### Exercise requirements
Produce an exact copy of the lines from the line containing "white tablecloth, returning" through the last line of the listing below, both ends included, and nothing else.

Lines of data
--

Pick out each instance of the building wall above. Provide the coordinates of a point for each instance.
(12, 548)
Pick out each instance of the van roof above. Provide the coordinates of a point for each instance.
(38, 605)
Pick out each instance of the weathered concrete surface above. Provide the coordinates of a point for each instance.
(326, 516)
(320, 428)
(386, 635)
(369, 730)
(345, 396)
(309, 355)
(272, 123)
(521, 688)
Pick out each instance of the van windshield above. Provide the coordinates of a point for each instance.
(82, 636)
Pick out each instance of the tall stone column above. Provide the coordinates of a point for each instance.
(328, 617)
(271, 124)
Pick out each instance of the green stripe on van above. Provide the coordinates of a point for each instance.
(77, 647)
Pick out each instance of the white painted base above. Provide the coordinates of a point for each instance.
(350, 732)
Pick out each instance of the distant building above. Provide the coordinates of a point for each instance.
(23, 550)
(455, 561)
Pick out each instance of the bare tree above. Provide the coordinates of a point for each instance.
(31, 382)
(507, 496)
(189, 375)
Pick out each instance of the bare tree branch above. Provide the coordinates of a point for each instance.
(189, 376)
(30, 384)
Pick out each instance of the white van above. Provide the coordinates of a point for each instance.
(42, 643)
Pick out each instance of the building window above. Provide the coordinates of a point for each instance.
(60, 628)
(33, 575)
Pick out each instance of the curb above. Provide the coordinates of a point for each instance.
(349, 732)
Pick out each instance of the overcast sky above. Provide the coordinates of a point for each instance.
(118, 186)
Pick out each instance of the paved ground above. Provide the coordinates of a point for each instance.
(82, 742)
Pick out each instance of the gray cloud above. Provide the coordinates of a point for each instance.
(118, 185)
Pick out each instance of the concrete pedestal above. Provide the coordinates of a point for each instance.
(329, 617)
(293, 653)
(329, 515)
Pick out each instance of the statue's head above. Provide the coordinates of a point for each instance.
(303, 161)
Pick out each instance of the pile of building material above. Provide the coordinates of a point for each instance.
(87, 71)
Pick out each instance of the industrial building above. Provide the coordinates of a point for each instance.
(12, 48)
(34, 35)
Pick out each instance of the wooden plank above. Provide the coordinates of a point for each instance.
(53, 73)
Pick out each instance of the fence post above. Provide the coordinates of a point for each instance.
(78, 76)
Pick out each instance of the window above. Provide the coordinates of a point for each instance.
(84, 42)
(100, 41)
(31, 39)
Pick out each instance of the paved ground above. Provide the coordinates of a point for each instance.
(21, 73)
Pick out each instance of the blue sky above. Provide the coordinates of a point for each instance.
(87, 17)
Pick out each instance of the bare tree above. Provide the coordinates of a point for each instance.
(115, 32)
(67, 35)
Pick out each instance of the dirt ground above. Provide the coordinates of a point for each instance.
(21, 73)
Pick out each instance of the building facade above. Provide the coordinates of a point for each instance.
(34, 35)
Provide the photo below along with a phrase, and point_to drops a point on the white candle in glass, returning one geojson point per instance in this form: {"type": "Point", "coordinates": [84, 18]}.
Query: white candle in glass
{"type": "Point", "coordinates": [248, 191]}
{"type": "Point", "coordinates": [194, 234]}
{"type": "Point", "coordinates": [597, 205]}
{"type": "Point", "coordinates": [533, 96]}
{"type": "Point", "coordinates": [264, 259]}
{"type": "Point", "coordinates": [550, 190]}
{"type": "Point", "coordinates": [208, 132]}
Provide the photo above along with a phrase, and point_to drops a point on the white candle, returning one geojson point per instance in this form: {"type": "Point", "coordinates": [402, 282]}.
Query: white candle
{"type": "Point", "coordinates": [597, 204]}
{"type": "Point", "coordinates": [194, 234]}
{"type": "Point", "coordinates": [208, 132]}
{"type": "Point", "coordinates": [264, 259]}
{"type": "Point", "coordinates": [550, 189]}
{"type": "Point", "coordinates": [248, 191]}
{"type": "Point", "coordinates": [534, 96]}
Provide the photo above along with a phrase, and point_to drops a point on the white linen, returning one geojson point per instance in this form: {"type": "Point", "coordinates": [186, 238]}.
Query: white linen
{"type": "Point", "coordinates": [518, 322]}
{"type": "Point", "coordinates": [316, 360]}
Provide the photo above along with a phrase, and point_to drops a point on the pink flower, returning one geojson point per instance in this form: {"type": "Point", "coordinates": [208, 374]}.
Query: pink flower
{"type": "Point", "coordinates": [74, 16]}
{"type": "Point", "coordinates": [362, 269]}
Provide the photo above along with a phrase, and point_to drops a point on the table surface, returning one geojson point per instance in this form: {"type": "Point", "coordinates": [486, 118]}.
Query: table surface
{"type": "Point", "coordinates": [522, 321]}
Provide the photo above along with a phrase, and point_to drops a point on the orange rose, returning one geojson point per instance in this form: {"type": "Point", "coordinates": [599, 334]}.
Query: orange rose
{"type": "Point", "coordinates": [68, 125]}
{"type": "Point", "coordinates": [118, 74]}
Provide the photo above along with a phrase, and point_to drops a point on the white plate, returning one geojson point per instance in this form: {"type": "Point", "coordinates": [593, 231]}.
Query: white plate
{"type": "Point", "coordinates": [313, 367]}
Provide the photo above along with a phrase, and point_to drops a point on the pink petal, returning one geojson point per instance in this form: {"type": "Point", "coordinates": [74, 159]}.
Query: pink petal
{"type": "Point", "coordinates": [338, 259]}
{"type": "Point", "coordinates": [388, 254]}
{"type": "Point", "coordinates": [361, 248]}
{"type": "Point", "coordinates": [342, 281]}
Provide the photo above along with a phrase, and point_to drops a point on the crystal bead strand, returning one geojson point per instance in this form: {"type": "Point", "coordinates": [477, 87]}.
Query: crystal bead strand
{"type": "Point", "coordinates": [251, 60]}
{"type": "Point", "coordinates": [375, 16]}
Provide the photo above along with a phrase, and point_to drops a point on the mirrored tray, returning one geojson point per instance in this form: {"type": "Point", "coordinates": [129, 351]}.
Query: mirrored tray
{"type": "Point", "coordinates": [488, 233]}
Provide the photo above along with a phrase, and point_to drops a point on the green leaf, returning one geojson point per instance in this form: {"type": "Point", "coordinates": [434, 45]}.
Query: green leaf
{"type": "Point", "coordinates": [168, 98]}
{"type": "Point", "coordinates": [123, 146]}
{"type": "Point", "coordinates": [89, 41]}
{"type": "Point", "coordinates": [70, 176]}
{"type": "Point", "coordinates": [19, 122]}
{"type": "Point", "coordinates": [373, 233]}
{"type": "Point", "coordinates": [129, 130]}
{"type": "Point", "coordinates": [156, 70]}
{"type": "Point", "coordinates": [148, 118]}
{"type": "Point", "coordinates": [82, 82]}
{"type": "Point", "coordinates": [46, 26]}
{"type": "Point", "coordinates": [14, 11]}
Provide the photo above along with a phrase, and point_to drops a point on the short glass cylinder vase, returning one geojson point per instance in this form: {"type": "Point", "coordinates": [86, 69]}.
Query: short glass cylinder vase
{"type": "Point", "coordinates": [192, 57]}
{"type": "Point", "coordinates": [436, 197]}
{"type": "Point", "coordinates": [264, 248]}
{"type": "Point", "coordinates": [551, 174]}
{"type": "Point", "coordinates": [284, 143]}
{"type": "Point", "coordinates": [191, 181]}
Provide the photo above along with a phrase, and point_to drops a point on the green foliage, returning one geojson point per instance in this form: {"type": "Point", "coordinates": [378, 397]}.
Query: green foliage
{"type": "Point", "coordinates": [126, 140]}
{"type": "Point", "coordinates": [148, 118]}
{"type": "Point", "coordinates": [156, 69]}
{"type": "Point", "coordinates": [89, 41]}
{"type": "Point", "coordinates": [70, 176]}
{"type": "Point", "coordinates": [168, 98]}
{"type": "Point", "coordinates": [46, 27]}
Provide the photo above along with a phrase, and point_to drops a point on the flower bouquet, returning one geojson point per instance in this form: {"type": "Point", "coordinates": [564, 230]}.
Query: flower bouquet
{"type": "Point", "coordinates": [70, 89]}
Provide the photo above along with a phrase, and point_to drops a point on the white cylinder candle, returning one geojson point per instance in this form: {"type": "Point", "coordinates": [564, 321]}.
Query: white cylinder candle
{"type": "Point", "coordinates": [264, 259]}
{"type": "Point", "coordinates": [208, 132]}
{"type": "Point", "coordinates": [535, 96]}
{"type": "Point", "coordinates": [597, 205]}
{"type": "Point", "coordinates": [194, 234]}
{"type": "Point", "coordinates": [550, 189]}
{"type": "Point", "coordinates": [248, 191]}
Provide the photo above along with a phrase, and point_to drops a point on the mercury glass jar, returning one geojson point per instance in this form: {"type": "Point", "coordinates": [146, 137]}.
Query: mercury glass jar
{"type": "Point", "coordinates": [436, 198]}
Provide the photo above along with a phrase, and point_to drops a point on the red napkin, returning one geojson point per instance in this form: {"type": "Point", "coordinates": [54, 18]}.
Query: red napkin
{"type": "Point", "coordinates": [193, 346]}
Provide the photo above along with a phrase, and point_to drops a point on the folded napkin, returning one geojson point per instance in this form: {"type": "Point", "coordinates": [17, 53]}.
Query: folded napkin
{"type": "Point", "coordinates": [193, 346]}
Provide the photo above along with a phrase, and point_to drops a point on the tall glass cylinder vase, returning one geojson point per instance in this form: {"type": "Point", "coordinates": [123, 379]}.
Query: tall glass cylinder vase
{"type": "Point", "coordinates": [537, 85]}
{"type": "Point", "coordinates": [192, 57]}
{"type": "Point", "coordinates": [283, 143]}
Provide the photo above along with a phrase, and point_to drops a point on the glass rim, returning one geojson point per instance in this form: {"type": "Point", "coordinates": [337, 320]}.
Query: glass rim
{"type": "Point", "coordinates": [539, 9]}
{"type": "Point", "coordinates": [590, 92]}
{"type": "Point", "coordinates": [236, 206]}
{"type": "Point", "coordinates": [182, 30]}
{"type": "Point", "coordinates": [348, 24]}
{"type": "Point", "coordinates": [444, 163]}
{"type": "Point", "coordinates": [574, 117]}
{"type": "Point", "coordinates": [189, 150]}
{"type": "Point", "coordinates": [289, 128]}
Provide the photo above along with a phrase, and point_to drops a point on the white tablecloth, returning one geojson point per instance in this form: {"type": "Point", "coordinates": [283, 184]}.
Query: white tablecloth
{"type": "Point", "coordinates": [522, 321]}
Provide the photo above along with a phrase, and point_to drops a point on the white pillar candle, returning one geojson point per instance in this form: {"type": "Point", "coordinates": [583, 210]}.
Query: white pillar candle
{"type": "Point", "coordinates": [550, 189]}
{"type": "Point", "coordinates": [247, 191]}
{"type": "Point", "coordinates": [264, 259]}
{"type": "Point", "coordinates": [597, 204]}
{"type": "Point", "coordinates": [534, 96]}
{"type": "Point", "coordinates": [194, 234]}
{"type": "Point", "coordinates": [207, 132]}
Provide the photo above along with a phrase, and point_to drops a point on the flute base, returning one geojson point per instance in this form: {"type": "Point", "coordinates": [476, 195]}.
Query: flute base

--

### Solution to this exercise
Provide the photo above along with a phrase, and point_to drops a point on the white tablecloth, returning one geojson point per instance in this form: {"type": "Point", "coordinates": [283, 184]}.
Query: white tablecloth
{"type": "Point", "coordinates": [522, 321]}
Provide the photo above along with a phrase, and point_to drops a point on the white pillar candle, returning one geojson point per instance in this form: {"type": "Point", "coordinates": [583, 210]}.
Query: white pillar candle
{"type": "Point", "coordinates": [550, 189]}
{"type": "Point", "coordinates": [247, 191]}
{"type": "Point", "coordinates": [264, 259]}
{"type": "Point", "coordinates": [597, 204]}
{"type": "Point", "coordinates": [534, 96]}
{"type": "Point", "coordinates": [194, 234]}
{"type": "Point", "coordinates": [207, 132]}
Provide the photo above along with a phrase, and point_to drops a point on the flute base, returning one geojson point per instance in this form: {"type": "Point", "coordinates": [476, 195]}.
Query: flute base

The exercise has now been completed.